──────── SUPPLIED INFORMATION
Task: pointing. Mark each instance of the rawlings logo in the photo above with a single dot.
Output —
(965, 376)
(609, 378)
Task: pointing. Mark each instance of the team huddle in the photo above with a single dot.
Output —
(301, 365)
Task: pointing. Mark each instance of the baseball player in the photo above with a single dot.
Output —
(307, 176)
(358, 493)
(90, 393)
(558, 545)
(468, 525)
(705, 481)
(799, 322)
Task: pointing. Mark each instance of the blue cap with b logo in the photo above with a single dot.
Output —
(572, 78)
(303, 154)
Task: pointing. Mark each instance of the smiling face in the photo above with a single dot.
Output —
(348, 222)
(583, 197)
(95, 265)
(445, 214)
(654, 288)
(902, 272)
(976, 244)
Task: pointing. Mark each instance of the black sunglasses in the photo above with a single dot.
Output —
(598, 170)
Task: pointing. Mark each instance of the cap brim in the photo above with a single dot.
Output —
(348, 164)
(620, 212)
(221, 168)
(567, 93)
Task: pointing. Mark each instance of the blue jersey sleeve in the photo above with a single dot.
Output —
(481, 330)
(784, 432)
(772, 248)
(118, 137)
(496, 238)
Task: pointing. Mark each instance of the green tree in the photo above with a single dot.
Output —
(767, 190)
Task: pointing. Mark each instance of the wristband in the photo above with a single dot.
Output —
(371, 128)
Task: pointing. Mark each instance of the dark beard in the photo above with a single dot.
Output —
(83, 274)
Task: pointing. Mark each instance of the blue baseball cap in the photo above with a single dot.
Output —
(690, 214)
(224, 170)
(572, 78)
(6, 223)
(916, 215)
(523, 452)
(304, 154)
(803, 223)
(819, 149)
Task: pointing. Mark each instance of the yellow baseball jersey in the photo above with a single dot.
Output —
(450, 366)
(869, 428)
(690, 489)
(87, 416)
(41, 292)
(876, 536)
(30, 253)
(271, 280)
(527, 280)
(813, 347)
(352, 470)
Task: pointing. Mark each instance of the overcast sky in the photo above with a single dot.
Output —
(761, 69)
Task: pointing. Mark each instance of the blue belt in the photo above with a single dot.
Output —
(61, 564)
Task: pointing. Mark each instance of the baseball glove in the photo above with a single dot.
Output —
────────────────
PROBLEM DESCRIPTION
Keep only those lines of the records that hold "logo", and return them.

RESULT OF THE TASK
Task: pointing. Mark each instance of the rawlings logo in the photo above with a single dot.
Task: pointing. Mark each instance of the blue cap with b logo in the photo above with a single dot.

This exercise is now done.